• TO DO
Convert the records below into a JSON list of strings, one string per line, leaving out blank lines.

________

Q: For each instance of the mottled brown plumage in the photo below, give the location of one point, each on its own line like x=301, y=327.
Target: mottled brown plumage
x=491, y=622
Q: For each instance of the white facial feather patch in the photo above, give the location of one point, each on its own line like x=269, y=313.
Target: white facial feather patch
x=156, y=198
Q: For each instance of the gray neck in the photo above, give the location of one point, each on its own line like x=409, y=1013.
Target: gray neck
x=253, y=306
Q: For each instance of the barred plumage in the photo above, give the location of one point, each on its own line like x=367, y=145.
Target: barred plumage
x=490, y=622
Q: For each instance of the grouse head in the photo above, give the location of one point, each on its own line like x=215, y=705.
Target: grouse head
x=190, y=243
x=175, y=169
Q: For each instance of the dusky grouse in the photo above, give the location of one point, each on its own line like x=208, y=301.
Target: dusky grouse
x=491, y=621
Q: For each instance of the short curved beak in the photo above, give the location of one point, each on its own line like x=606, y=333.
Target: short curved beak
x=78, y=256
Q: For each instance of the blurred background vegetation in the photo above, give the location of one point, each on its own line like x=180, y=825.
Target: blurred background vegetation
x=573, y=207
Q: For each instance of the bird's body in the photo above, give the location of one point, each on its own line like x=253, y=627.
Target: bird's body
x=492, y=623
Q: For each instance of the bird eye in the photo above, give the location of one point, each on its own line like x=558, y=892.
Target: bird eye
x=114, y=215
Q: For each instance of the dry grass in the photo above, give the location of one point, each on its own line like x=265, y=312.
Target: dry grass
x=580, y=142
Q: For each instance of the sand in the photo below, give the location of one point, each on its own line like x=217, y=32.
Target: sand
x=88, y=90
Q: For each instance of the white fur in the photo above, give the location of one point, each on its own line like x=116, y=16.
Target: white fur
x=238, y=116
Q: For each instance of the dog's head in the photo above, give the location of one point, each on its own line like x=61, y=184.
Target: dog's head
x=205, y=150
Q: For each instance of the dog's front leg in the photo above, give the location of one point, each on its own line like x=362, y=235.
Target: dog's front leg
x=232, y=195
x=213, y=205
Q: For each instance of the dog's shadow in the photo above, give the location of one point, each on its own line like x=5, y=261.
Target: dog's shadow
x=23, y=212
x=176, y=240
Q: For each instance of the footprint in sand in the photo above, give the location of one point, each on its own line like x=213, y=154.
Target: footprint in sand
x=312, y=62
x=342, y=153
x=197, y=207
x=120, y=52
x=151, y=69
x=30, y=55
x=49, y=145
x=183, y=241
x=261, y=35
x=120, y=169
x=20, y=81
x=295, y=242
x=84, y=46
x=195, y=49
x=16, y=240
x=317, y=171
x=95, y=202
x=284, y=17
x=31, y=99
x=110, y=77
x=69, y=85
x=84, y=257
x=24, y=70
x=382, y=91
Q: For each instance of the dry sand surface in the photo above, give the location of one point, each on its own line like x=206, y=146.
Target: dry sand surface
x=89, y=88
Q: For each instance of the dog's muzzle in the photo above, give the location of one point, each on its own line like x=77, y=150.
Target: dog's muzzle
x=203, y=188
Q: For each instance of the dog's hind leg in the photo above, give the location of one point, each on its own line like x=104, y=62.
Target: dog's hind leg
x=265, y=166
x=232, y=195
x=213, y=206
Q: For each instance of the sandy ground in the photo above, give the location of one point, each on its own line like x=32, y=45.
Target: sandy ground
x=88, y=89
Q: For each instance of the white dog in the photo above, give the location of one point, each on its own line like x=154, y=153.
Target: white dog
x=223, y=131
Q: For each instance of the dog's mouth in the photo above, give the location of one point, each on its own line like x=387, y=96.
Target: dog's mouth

________

• PROBLEM SOLUTION
[
  "Q: For each instance of the mottled brown plumage in the photo below, give the location of one point, each on its own line like x=301, y=327.",
  "Target: mottled brown plumage",
  "x=491, y=622",
  "Q: For each instance of the white facial feather patch in the photo above, give the location of one point, each on its own line like x=269, y=313.",
  "Target: white facial feather patch",
  "x=156, y=198",
  "Q: For each instance of the gray neck in the photo above, give the location of one point, each on its own line like x=409, y=1013.",
  "Target: gray neck",
  "x=253, y=306",
  "Q: For each instance of the barred plumage in the photo above, give the location of one point, each on its own line like x=367, y=145.",
  "Target: barred plumage",
  "x=490, y=622",
  "Q: For each instance of the grouse head in the photo above, give the location of one point, each on its own line like x=215, y=705.",
  "Target: grouse head",
  "x=190, y=243",
  "x=175, y=169",
  "Q: For each instance of the dusky grouse in the photo above, give the location of one point, each on its own line like x=208, y=301.",
  "Target: dusky grouse",
  "x=491, y=621",
  "Q: For each instance of the short curved beak in the photo above, give the location of one point, each on its own line like x=606, y=333.",
  "Target: short curved beak",
  "x=78, y=256",
  "Q: For each instance of the blurred background vegetation in the photo above, give the location of one point, each on its own line like x=180, y=825.",
  "Target: blurred background vegetation",
  "x=573, y=207",
  "Q: For each instance of the bird's body in the photo above, give the location of one point, each on its own line like x=253, y=627.",
  "Target: bird's body",
  "x=492, y=623",
  "Q: For each instance of the bird eye in the photo above, give the location of one point, each on its own line like x=558, y=892.",
  "Target: bird eye",
  "x=114, y=215",
  "Q: For each instance of the dry grass in the photo above, give the location of one point, each on its own line like x=265, y=312.",
  "Target: dry grass",
  "x=580, y=142",
  "Q: For each instance of the sand in the photo below, give the location of one point, each on its own line like x=217, y=32.",
  "Target: sand",
  "x=88, y=90",
  "Q: For each instance of the white fur in the photo above, give the location of one point, each on its own line like x=116, y=16.",
  "Target: white fur",
  "x=238, y=116",
  "Q: For each instance of the dog's head in the photo above, give the location of one point, each on its own line like x=61, y=184.",
  "Target: dog's head",
  "x=205, y=150",
  "Q: For each instance of the dog's front leg in the photo above, give the location of one point, each on its own line like x=362, y=235.",
  "Target: dog's front leg",
  "x=232, y=195",
  "x=213, y=205",
  "Q: For each instance of the dog's shadow in the photo above, give the location of one point, each on its own line like x=5, y=261.",
  "Target: dog's shadow",
  "x=23, y=212",
  "x=176, y=240",
  "Q: For each instance of the footprint in sand in the photo above, give the location of one point, each on its own line like x=213, y=154.",
  "Target: footprint in sand",
  "x=312, y=62",
  "x=342, y=153",
  "x=197, y=207",
  "x=120, y=52",
  "x=151, y=69",
  "x=30, y=55",
  "x=49, y=145",
  "x=183, y=241",
  "x=261, y=35",
  "x=120, y=169",
  "x=20, y=81",
  "x=295, y=242",
  "x=84, y=46",
  "x=195, y=49",
  "x=16, y=240",
  "x=317, y=171",
  "x=95, y=202",
  "x=284, y=17",
  "x=31, y=99",
  "x=110, y=77",
  "x=69, y=85",
  "x=84, y=257",
  "x=24, y=70",
  "x=382, y=91",
  "Q: For each instance of the dry sand surface in the photo above, give the location of one point, each on its own line like x=206, y=146.",
  "Target: dry sand surface",
  "x=89, y=88",
  "Q: For each instance of the dog's muzzle in the photo above, give the location of one point, each on its own line like x=77, y=150.",
  "Target: dog's muzzle",
  "x=203, y=188",
  "Q: For each instance of the dog's hind leg in the photo above, give the location of one point, each on its own line like x=104, y=62.",
  "Target: dog's hind leg",
  "x=265, y=166",
  "x=232, y=195",
  "x=213, y=206",
  "Q: For each instance of the sandy ground in the photo above, give the location of one point, each on its own line like x=32, y=45.",
  "Target: sandy ground",
  "x=88, y=89",
  "Q: For each instance of the white dog in the photo above, give the location of one point, each on its own line like x=154, y=153.",
  "Target: white dog",
  "x=223, y=131",
  "Q: For each instance of the dog's mouth in the photo above, give the location of one point, each on its own line like x=387, y=96.",
  "Target: dog's mouth"
]